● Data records
****************

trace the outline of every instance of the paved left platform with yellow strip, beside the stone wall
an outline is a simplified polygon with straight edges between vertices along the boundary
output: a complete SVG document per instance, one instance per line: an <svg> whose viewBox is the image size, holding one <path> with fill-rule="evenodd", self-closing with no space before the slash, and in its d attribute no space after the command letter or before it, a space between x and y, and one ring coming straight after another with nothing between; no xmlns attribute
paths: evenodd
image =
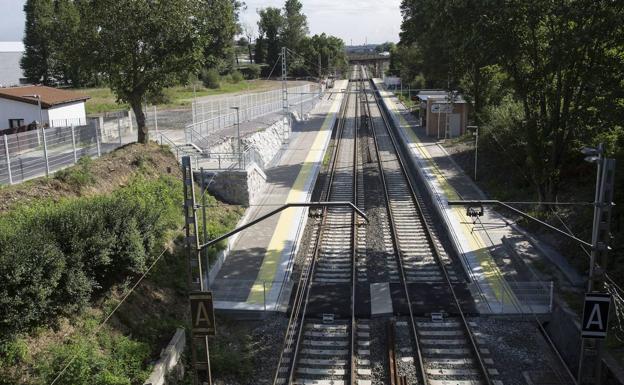
<svg viewBox="0 0 624 385"><path fill-rule="evenodd" d="M346 88L346 81L335 88ZM285 203L309 202L319 174L342 94L327 94L309 119L296 122L274 167L266 170L267 187L250 206L243 223ZM283 311L289 277L307 219L306 208L289 208L243 231L233 243L215 279L209 283L215 308L223 311Z"/></svg>

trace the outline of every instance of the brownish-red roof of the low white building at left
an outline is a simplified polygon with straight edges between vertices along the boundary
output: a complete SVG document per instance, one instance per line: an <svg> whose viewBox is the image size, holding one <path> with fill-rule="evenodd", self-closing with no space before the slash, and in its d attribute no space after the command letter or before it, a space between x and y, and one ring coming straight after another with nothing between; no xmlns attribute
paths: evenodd
<svg viewBox="0 0 624 385"><path fill-rule="evenodd" d="M17 100L28 104L37 104L37 98L41 98L41 107L50 108L60 104L85 101L90 97L76 91L61 90L46 86L24 86L0 88L0 98Z"/></svg>

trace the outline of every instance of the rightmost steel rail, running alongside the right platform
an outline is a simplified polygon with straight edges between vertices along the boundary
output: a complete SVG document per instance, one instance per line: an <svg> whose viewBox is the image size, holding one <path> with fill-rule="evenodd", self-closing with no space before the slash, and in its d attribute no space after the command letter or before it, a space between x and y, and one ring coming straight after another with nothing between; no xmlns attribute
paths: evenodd
<svg viewBox="0 0 624 385"><path fill-rule="evenodd" d="M372 84L372 82L371 82ZM470 325L468 324L468 320L466 319L466 315L464 314L464 311L461 308L461 304L459 302L459 299L457 298L457 294L455 293L455 289L453 288L453 284L450 280L450 277L448 275L448 271L446 270L446 267L444 266L444 263L442 263L442 260L440 258L440 250L438 250L438 246L436 245L436 243L434 242L433 239L433 230L431 228L431 226L429 225L429 223L424 219L424 213L423 213L423 208L420 204L420 201L418 200L418 195L416 193L416 190L414 189L414 186L412 184L412 181L410 179L409 174L407 173L407 168L405 166L405 162L403 160L403 156L401 151L399 150L399 146L397 144L396 138L394 137L394 133L392 132L392 127L393 125L390 123L388 116L387 116L387 112L385 110L385 107L383 105L383 103L380 101L381 95L378 93L378 90L376 89L376 87L373 84L373 97L375 98L375 102L377 104L377 106L379 107L380 113L381 113L381 117L384 120L384 125L386 127L386 129L388 130L388 136L392 142L392 145L395 149L396 152L396 156L397 156L397 160L399 162L399 164L401 165L401 171L405 177L405 180L407 181L407 185L409 187L410 193L412 195L412 199L414 200L414 203L416 205L416 208L420 214L420 218L421 218L421 222L424 225L425 228L425 234L427 235L427 240L429 242L429 244L431 245L431 249L433 251L433 255L435 257L435 259L438 262L438 265L440 266L443 274L444 274L444 278L450 288L451 291L451 295L453 297L453 301L455 303L455 306L457 307L457 310L459 312L459 315L461 317L462 320L462 326L464 327L464 330L466 331L466 334L468 336L468 339L470 340L470 344L471 347L473 349L473 352L477 358L477 361L479 362L479 369L481 371L481 374L483 376L483 380L485 381L485 383L487 385L492 385L492 380L490 379L489 373L487 371L487 368L485 367L485 364L483 362L483 357L481 357L481 353L479 352L479 347L477 346L476 343L476 338L474 337L474 334L470 328ZM388 202L389 204L389 202ZM411 310L411 306L410 306L410 310ZM414 329L415 332L415 329ZM423 377L426 377L425 372L423 372ZM427 384L427 381L425 380L424 384Z"/></svg>

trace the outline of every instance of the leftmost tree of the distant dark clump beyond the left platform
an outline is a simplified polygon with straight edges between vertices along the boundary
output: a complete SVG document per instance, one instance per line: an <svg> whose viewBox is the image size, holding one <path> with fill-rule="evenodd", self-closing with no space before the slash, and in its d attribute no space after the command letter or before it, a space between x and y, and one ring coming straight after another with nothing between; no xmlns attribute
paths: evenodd
<svg viewBox="0 0 624 385"><path fill-rule="evenodd" d="M282 11L279 8L267 7L258 11L260 20L258 21L259 38L256 45L260 46L256 49L256 62L258 61L258 49L265 49L266 55L260 52L260 58L264 58L262 63L273 66L279 58L281 47L280 31L284 25ZM265 48L266 47L266 48Z"/></svg>

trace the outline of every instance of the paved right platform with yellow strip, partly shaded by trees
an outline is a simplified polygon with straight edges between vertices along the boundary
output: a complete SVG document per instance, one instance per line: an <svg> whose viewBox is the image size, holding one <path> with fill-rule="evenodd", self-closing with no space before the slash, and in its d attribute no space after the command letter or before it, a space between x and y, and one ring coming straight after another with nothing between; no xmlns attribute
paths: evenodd
<svg viewBox="0 0 624 385"><path fill-rule="evenodd" d="M411 114L381 79L375 79L383 101L407 144L413 164L432 197L434 206L471 281L471 291L480 313L526 314L551 311L552 286L548 282L523 282L503 274L501 264L511 263L505 239L519 235L501 215L485 210L473 221L466 208L449 207L449 200L485 199L483 192L453 162L444 148L425 135ZM497 263L498 262L498 263Z"/></svg>

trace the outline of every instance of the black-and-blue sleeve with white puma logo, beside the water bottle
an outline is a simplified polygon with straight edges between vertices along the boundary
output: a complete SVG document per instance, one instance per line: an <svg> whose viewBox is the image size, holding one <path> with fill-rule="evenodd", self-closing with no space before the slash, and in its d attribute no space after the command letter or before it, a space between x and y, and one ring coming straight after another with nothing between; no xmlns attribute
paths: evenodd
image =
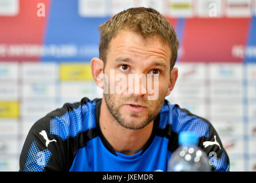
<svg viewBox="0 0 256 183"><path fill-rule="evenodd" d="M229 172L229 156L212 124L208 122L208 125L208 136L200 138L199 147L206 152L213 171Z"/></svg>

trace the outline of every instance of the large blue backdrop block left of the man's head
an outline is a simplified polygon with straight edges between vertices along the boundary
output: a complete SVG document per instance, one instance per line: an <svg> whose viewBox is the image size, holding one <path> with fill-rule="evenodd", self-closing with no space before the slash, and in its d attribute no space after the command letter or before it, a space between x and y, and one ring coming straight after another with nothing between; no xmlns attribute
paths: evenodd
<svg viewBox="0 0 256 183"><path fill-rule="evenodd" d="M89 62L92 57L99 57L98 27L109 17L80 17L77 3L70 0L52 1L41 61Z"/></svg>

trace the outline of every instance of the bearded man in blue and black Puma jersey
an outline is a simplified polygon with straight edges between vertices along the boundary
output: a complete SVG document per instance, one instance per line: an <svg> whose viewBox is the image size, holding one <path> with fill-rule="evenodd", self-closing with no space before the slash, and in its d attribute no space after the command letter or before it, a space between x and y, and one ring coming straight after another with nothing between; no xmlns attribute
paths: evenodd
<svg viewBox="0 0 256 183"><path fill-rule="evenodd" d="M100 58L91 69L103 98L65 104L38 120L20 171L166 171L184 131L196 133L209 157L215 152L213 170L228 171L229 157L210 122L164 99L178 78L179 42L170 22L139 7L99 30ZM215 140L219 145L204 147Z"/></svg>

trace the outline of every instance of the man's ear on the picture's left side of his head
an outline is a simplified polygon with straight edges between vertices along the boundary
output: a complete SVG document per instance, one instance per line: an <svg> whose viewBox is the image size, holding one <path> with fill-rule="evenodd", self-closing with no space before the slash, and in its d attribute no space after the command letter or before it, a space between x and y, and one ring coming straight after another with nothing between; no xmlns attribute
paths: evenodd
<svg viewBox="0 0 256 183"><path fill-rule="evenodd" d="M104 88L103 68L104 68L103 60L96 57L92 58L92 60L90 61L90 69L92 71L92 77L96 82L96 84L102 89Z"/></svg>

****************

● Assignment
Copy out every line above where "black" is present.

● Exercise response
trace the outline of every instance of the black-and-blue sleeve with white puma logo, beside the water bottle
trace the outline of every instance of the bearded man in blue and black Puma jersey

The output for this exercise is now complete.